AIM OF THE TASK – Return only the line that contains "fan in the photo above." and each line after it, through the last line of the data below, copied exactly.
=====
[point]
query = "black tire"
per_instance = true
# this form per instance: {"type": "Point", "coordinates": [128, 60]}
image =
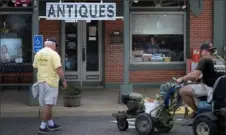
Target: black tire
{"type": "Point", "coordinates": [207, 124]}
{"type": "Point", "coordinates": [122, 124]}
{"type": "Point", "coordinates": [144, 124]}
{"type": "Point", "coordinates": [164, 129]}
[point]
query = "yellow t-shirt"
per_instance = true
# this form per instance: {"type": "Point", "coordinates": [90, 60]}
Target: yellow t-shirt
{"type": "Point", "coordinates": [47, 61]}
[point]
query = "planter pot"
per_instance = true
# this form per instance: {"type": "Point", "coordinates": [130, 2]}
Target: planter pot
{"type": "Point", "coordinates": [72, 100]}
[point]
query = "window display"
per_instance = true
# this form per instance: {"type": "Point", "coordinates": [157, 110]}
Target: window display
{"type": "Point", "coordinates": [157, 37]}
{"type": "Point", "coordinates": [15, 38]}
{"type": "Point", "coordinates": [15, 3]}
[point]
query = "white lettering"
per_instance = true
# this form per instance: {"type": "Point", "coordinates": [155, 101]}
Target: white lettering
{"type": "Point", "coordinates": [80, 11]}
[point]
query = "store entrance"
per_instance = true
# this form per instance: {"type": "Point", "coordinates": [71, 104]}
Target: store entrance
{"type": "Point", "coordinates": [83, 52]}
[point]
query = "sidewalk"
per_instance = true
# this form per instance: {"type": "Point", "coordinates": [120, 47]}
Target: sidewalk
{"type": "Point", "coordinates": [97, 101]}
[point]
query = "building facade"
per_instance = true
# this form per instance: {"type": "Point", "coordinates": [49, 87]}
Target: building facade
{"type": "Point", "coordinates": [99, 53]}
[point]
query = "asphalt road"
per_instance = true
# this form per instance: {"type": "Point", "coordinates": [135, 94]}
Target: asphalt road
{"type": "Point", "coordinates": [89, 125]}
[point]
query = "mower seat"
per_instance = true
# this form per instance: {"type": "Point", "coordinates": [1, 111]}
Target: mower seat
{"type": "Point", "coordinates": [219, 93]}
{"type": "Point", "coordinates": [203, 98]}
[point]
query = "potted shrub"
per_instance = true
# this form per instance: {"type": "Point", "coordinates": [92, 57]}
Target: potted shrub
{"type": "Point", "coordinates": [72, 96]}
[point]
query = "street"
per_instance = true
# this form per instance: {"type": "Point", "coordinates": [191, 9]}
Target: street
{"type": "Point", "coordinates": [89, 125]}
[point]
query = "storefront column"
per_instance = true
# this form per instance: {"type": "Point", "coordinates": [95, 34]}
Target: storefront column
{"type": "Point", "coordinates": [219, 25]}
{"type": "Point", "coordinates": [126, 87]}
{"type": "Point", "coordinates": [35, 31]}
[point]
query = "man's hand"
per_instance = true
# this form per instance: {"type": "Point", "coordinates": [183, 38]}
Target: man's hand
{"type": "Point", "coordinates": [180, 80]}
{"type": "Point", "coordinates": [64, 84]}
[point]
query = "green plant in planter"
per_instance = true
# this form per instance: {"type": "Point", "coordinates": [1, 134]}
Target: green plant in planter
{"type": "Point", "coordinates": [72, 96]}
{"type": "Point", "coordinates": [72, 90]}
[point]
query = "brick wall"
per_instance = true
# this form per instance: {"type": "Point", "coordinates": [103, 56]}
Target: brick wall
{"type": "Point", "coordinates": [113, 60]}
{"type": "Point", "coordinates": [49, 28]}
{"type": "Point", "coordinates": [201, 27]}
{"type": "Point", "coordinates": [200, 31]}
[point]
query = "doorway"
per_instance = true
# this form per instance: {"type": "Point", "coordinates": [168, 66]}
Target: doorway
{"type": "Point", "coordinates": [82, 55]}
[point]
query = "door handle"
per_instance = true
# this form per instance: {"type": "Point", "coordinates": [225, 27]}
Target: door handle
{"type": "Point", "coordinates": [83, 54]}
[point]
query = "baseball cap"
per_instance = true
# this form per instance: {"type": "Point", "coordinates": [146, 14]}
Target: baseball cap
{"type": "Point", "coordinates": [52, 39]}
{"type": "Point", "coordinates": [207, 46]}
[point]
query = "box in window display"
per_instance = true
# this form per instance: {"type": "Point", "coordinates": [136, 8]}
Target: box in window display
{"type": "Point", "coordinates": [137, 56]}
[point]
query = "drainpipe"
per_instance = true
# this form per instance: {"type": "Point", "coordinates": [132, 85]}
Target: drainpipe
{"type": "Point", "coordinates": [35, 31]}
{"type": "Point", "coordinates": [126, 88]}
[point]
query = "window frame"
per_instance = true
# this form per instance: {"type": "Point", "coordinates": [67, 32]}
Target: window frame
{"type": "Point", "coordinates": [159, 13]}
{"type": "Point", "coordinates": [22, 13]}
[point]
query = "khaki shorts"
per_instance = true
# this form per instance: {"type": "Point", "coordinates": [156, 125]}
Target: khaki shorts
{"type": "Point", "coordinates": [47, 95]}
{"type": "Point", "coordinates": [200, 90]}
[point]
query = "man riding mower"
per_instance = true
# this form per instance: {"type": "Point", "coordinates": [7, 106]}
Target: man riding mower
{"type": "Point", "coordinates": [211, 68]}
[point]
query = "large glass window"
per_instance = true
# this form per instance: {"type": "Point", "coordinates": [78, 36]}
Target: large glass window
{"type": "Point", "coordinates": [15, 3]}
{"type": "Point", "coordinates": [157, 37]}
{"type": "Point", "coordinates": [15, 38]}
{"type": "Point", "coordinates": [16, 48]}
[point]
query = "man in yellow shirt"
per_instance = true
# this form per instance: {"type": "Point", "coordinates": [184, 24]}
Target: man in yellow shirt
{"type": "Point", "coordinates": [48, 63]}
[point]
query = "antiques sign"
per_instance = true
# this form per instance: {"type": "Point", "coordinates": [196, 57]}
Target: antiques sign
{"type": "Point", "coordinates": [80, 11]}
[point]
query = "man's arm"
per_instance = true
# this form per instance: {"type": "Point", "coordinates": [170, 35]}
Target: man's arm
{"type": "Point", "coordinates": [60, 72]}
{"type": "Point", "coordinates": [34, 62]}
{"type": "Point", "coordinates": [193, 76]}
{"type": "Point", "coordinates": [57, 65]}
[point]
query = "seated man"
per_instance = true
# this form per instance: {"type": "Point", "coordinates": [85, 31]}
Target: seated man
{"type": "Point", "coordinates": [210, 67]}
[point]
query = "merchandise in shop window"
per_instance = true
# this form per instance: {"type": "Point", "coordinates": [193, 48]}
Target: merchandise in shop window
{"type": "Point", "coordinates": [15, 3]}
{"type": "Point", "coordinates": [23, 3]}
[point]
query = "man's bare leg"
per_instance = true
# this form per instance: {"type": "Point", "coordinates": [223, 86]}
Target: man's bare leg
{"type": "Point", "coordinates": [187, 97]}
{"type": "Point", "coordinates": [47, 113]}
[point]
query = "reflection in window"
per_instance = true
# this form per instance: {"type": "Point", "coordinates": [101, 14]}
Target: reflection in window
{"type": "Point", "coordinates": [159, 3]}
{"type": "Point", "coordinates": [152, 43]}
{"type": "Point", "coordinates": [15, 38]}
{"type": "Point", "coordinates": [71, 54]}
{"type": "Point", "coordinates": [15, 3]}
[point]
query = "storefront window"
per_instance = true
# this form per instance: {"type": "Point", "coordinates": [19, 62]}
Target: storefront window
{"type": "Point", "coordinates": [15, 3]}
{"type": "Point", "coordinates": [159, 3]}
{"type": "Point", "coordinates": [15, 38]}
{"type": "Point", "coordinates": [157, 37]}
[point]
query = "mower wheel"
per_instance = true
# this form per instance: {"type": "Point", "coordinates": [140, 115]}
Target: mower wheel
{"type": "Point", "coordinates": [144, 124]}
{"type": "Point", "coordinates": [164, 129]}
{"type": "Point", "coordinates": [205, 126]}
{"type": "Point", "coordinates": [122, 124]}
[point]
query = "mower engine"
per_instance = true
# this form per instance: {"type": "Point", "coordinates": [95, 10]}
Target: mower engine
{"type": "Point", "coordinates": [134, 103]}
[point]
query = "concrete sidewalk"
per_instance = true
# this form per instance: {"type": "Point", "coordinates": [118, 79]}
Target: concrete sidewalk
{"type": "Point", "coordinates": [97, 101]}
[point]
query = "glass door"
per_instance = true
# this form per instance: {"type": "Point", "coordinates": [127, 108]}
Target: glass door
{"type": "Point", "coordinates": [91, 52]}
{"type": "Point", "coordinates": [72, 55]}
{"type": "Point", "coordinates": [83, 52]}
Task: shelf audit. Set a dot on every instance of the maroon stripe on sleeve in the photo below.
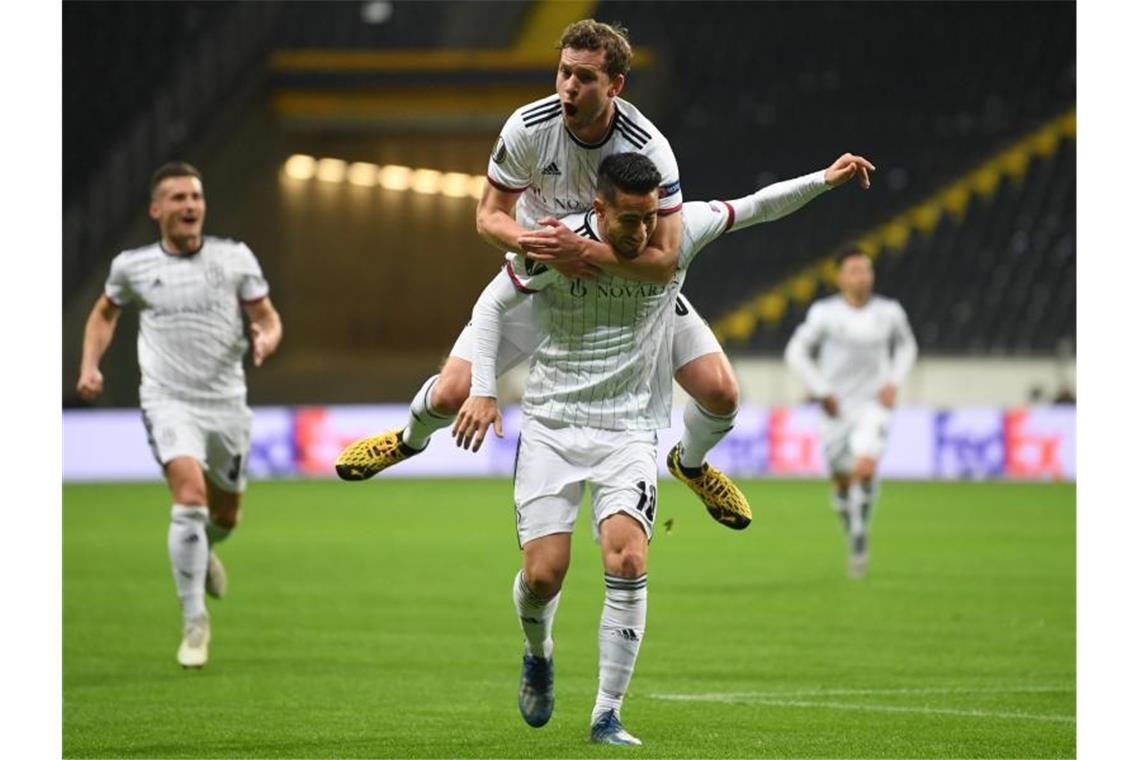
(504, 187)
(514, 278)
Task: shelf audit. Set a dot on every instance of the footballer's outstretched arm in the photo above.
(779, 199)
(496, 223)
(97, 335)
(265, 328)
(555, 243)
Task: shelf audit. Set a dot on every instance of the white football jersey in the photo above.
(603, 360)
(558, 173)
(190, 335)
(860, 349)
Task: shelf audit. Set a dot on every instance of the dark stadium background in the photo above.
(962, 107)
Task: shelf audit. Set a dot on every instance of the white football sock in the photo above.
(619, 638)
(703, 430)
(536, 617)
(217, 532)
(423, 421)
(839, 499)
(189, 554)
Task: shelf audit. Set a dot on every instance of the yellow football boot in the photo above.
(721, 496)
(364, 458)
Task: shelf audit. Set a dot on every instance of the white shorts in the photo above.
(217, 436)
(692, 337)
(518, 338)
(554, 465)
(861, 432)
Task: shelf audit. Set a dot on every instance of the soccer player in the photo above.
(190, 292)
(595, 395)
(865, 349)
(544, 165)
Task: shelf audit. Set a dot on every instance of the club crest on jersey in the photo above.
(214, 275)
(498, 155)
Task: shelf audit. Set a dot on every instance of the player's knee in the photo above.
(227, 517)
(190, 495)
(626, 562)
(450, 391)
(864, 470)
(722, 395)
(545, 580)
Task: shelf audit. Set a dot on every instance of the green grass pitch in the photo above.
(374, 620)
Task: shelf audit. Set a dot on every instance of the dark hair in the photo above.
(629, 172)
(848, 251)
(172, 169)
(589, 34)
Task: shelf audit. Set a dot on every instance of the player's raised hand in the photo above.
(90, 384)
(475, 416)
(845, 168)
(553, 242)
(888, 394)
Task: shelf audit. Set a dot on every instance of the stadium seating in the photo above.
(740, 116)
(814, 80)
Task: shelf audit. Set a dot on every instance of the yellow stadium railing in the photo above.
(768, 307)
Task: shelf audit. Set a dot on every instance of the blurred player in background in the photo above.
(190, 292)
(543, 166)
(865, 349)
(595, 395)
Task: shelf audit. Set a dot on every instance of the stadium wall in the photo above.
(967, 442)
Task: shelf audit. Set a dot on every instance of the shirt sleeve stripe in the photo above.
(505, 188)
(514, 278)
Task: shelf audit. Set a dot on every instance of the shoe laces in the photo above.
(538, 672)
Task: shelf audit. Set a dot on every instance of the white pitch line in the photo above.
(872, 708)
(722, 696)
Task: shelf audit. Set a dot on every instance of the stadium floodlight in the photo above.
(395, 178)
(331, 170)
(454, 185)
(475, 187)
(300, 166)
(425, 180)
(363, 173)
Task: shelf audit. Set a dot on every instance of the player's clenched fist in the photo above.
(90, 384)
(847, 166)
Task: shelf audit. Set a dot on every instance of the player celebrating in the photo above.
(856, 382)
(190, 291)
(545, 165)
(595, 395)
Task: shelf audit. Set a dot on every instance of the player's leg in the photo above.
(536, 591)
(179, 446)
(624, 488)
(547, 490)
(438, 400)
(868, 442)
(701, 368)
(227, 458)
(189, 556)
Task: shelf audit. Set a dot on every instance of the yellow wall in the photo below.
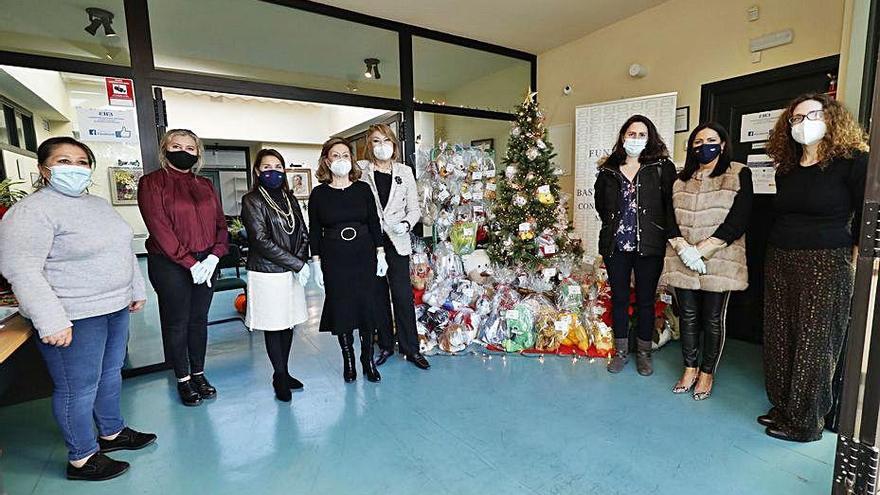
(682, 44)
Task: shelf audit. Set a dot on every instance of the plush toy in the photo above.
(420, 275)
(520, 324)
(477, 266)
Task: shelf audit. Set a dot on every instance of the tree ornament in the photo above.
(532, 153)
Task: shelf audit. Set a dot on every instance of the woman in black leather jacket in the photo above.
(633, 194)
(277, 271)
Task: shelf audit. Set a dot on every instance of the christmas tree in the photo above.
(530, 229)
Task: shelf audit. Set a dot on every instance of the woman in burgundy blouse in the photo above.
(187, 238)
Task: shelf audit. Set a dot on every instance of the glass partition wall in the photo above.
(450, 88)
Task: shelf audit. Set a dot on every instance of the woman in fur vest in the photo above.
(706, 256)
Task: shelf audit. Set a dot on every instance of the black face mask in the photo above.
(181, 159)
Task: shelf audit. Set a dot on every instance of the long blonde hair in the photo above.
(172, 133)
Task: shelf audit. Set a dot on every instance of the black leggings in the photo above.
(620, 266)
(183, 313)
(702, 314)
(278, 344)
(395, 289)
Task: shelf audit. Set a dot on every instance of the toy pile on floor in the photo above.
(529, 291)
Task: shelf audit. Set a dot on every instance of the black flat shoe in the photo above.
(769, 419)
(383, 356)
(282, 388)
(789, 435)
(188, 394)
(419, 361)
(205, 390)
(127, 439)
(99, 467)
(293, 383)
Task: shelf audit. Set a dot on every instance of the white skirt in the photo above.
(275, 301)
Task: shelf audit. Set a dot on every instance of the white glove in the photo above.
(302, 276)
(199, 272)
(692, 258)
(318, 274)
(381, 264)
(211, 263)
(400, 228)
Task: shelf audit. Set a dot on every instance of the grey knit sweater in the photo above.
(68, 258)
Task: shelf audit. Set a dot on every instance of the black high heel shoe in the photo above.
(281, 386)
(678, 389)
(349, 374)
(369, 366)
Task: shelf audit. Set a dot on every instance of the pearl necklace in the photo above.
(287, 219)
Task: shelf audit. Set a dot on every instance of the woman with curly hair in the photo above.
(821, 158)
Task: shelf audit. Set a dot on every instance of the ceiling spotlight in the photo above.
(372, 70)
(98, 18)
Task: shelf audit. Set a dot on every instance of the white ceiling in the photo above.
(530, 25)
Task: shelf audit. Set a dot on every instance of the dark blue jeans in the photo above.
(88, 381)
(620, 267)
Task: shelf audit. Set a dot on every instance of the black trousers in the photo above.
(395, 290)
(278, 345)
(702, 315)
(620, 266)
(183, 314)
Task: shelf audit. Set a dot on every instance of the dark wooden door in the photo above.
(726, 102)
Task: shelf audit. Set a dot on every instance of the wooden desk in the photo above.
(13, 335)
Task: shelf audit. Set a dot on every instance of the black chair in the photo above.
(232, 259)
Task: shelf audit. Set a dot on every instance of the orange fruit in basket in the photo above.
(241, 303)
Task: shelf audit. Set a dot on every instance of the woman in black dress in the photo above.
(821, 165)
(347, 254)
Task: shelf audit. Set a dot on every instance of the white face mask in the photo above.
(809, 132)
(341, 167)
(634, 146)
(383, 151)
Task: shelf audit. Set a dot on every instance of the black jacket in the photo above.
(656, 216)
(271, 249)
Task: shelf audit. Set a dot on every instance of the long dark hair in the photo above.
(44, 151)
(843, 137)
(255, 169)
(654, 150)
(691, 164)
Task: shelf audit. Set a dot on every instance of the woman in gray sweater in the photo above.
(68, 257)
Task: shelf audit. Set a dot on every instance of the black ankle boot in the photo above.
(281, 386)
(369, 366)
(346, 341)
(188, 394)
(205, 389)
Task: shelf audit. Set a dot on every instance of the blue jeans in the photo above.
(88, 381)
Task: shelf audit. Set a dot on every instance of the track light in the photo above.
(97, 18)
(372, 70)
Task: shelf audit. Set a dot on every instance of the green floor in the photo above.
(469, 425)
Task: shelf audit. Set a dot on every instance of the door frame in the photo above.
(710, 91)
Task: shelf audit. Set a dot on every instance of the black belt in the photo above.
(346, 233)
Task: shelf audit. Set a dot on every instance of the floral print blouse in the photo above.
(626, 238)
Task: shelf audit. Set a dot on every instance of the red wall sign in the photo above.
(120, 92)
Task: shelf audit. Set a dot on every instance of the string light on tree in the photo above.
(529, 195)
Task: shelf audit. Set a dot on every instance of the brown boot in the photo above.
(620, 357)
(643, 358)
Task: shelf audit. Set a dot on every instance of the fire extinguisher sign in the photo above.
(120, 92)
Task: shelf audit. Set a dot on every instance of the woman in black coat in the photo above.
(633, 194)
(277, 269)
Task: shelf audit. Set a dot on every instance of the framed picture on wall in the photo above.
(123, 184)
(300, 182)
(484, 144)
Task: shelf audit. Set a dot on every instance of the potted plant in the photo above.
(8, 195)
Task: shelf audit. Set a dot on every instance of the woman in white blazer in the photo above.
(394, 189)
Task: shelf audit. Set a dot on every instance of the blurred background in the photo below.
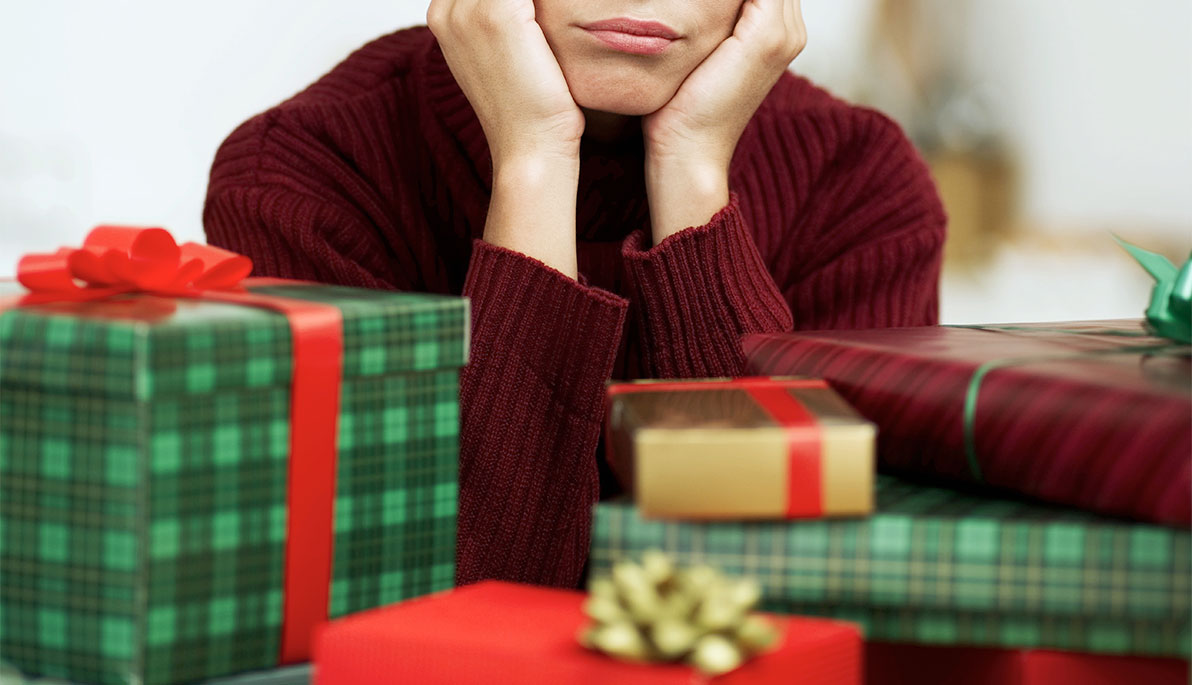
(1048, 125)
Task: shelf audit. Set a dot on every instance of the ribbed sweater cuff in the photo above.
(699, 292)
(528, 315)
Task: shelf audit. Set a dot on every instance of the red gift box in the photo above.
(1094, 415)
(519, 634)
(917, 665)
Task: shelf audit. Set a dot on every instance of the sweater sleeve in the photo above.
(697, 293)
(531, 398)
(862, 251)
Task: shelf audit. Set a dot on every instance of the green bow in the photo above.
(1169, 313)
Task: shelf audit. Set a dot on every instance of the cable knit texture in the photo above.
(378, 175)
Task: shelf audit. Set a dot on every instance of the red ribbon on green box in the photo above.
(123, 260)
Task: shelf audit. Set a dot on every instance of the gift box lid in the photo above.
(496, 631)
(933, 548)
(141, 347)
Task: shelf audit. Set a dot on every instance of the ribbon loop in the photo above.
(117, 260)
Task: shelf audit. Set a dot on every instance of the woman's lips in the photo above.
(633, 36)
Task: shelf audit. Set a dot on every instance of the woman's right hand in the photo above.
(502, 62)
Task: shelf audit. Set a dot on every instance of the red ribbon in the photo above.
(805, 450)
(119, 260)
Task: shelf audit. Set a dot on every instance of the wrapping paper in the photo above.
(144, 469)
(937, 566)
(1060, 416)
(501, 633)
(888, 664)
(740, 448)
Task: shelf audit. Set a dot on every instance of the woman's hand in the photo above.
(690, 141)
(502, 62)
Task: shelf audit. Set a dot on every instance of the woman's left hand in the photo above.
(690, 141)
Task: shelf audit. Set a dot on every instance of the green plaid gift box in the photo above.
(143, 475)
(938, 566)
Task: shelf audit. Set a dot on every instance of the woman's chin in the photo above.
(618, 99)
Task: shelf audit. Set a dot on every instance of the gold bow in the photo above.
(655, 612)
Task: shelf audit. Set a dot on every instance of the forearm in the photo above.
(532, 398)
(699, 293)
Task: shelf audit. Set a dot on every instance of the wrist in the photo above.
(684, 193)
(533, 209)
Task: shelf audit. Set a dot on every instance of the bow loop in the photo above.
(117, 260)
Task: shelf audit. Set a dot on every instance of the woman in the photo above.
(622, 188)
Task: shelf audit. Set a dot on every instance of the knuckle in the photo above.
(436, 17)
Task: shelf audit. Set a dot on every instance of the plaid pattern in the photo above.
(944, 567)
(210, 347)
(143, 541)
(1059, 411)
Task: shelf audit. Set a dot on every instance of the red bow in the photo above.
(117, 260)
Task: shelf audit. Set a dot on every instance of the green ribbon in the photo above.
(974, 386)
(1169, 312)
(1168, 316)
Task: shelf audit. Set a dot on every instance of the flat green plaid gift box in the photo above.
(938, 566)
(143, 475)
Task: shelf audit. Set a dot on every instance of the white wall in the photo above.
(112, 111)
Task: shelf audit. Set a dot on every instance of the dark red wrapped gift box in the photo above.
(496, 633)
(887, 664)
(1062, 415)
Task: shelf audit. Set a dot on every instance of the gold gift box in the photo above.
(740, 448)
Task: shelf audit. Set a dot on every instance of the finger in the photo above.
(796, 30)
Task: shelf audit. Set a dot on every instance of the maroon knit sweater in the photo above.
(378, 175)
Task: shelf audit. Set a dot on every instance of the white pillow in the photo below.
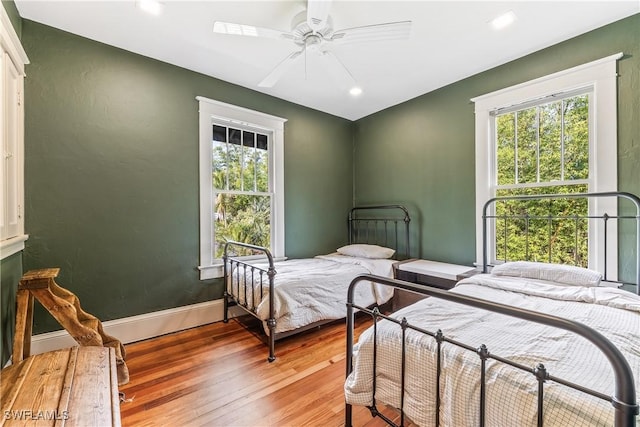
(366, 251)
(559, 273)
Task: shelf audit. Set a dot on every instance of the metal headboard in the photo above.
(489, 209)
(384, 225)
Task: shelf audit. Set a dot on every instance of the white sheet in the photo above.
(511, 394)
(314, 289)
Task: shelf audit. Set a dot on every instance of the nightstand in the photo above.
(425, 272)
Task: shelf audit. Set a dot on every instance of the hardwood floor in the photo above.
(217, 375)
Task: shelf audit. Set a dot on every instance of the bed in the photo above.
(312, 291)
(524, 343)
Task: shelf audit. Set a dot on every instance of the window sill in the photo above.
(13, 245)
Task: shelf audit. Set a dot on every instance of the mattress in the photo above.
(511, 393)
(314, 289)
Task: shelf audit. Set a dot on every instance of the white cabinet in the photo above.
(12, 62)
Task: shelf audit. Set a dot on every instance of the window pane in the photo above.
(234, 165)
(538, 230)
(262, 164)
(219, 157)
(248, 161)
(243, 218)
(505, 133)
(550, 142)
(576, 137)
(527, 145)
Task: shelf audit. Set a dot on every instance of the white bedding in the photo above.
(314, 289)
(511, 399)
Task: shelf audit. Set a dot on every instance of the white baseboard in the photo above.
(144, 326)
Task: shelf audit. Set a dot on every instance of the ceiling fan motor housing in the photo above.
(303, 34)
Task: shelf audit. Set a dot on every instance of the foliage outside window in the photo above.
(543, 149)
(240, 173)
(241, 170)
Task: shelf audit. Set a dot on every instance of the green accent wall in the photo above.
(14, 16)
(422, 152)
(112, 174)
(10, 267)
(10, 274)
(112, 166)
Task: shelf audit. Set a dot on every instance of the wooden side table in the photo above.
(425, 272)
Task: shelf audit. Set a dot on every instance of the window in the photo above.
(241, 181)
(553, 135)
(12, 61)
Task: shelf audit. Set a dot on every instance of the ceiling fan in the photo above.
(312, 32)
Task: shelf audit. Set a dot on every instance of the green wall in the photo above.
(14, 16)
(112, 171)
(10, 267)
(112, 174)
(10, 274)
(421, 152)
=====
ANSWER TO THIS PROBLEM –
Task: shelf audit. Set a dot on every instance of the ceiling fan in the photo above.
(312, 32)
Task: shelf audit. Set a dot on every instance of the green wall in the photo above.
(14, 16)
(112, 171)
(10, 267)
(112, 174)
(10, 274)
(421, 152)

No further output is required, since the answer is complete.